Give only the number of lines in the records that include "dark".

START PROVIDED ENTRIES

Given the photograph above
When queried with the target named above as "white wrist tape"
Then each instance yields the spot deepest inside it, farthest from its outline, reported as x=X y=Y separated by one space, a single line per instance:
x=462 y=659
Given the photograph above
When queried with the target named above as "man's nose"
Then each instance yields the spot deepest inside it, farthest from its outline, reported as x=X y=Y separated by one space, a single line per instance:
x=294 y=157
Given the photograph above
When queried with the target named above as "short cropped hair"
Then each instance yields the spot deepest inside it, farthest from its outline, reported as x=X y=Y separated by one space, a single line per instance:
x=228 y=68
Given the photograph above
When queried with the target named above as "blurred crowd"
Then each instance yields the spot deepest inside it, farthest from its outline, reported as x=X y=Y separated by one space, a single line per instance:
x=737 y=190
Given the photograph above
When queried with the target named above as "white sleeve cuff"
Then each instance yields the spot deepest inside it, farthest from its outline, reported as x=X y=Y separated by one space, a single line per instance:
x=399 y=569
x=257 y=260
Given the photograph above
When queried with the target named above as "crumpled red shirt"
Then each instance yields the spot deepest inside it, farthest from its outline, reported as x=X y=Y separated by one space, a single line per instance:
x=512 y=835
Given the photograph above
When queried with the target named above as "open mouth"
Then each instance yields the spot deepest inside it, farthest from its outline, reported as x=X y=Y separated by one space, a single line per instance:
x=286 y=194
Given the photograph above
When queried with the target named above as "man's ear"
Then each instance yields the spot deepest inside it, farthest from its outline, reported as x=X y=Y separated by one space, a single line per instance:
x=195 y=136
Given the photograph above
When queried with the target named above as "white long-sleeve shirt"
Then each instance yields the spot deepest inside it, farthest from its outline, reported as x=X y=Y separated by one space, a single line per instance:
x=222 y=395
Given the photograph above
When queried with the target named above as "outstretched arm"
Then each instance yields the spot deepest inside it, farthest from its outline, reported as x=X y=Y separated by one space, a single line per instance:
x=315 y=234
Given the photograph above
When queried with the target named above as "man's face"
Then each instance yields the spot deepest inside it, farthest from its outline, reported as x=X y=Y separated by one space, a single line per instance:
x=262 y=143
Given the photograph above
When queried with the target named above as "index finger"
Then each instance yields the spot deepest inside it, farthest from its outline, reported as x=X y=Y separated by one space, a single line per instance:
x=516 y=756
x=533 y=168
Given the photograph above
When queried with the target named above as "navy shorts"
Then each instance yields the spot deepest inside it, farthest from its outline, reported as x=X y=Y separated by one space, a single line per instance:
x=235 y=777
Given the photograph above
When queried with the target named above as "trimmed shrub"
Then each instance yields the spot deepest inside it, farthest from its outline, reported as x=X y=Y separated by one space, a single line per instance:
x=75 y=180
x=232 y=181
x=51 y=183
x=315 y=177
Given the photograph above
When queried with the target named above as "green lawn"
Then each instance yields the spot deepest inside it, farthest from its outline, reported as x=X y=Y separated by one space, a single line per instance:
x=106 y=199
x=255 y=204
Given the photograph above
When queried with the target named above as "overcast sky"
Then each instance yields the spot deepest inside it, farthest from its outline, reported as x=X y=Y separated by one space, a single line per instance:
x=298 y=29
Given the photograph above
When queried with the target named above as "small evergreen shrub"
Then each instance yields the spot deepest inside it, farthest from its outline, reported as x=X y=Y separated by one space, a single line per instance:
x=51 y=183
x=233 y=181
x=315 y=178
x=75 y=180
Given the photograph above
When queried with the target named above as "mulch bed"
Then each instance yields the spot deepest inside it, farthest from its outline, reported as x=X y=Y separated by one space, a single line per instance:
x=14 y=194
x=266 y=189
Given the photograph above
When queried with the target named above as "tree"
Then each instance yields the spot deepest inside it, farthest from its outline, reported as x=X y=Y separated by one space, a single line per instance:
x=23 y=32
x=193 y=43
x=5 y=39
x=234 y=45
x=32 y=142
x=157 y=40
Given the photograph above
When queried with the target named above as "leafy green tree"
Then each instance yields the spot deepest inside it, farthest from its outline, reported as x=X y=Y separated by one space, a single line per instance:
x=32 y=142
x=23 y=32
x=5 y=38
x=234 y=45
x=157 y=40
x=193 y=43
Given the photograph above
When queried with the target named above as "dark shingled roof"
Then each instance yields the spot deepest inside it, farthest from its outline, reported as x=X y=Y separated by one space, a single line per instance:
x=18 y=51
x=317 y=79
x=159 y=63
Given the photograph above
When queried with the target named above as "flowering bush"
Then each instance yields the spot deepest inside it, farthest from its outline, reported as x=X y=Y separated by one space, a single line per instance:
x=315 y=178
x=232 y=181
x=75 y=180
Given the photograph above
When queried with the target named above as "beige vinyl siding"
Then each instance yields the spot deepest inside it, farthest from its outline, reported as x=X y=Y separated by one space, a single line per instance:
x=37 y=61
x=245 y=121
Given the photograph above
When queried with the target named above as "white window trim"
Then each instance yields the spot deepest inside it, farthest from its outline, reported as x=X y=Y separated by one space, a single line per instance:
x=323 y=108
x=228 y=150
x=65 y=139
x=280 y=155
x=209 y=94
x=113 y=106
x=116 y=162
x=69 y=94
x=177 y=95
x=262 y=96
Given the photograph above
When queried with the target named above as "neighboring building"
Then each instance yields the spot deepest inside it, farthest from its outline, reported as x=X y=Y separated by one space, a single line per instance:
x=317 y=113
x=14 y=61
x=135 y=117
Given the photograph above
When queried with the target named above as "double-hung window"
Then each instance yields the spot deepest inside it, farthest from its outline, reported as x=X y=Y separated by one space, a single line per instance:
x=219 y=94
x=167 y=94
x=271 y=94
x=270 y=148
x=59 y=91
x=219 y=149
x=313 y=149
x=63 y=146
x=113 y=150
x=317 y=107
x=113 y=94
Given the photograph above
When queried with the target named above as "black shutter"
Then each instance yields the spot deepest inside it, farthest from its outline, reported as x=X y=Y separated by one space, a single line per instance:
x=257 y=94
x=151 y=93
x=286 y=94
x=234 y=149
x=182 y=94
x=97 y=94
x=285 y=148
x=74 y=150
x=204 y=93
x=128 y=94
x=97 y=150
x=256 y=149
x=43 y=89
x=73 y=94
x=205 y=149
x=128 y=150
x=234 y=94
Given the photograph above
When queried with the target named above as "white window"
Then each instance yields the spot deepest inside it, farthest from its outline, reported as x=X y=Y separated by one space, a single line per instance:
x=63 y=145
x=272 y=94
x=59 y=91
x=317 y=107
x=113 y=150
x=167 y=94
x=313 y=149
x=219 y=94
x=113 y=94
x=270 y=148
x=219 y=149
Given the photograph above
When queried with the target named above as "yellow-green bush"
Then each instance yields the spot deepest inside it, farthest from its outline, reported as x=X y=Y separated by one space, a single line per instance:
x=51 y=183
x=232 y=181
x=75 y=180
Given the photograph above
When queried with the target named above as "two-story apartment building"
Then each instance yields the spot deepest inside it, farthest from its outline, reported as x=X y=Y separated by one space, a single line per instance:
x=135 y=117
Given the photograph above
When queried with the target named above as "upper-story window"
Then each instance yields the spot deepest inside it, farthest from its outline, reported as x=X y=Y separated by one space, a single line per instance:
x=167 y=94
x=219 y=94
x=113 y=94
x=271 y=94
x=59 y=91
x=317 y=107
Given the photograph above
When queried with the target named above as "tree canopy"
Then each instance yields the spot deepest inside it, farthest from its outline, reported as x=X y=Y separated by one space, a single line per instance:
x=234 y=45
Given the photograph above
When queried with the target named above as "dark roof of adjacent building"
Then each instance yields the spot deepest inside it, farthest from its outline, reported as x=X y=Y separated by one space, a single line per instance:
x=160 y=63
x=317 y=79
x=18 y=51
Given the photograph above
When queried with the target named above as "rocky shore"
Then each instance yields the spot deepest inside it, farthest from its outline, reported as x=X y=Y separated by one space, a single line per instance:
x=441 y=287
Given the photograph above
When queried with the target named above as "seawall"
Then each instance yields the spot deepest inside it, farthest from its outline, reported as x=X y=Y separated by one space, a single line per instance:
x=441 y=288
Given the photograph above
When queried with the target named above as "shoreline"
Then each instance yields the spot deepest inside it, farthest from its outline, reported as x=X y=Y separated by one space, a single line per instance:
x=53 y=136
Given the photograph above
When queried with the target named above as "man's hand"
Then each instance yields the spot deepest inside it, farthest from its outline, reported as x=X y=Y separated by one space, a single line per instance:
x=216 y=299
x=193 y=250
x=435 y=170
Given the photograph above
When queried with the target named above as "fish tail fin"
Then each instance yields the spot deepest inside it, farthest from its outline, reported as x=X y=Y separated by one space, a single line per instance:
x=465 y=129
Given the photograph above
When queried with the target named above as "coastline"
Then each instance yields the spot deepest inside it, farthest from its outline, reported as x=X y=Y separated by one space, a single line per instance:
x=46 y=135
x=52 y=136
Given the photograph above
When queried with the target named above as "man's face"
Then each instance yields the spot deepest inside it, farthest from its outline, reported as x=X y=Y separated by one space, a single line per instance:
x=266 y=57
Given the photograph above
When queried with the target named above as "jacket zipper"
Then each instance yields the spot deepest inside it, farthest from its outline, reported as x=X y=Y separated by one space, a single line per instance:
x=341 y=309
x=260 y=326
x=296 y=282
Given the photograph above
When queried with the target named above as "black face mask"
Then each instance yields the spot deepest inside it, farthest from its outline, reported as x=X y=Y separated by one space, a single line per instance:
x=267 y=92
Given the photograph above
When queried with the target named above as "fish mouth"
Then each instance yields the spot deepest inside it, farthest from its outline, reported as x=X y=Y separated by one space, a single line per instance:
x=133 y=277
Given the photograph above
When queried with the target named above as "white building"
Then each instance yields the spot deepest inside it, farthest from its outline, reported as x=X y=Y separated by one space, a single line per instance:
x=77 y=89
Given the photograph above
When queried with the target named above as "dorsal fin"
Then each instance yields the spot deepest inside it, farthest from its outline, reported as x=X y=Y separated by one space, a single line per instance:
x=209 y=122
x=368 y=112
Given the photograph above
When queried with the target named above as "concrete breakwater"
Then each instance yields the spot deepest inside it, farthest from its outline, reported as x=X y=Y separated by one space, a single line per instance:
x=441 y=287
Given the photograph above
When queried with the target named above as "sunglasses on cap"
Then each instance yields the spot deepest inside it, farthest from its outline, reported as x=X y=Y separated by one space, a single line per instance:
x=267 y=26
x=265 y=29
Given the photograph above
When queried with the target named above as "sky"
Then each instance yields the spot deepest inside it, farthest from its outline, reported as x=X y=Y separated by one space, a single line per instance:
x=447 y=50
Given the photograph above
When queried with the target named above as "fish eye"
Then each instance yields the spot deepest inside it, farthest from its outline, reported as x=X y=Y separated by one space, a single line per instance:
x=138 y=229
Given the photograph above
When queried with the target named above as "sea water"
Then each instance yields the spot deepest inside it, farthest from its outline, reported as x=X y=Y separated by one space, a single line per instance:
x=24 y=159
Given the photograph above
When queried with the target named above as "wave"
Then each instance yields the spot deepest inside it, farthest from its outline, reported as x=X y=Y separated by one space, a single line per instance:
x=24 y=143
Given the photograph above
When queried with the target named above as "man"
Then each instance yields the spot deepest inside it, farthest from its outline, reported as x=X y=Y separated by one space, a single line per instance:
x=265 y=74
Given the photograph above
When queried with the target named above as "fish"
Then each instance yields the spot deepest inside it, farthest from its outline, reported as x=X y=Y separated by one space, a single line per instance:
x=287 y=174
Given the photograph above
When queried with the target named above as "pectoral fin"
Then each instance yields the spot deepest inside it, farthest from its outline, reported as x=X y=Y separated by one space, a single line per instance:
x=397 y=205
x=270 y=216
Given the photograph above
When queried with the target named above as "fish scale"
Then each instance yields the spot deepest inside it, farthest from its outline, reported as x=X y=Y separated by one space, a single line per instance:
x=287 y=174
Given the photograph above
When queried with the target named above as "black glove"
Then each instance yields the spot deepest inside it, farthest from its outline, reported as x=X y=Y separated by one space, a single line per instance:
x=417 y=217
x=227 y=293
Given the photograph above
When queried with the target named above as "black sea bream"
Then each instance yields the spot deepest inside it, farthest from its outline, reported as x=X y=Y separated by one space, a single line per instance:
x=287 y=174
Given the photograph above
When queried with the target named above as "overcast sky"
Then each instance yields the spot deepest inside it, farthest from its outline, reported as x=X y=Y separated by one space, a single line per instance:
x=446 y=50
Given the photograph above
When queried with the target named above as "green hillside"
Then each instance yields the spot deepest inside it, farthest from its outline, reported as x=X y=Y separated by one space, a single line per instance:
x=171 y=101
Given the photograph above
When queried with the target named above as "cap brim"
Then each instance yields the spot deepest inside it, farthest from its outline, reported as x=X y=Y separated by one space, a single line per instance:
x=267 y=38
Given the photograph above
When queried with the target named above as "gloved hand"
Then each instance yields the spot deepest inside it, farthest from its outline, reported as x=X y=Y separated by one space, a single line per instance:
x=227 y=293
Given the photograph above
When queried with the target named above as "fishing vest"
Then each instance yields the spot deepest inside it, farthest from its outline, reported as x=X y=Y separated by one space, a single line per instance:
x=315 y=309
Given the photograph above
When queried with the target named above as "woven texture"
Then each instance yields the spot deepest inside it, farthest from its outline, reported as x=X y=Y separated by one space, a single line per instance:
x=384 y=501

END PROVIDED ENTRIES

* [SOLUTION TO THIS EXERCISE] 2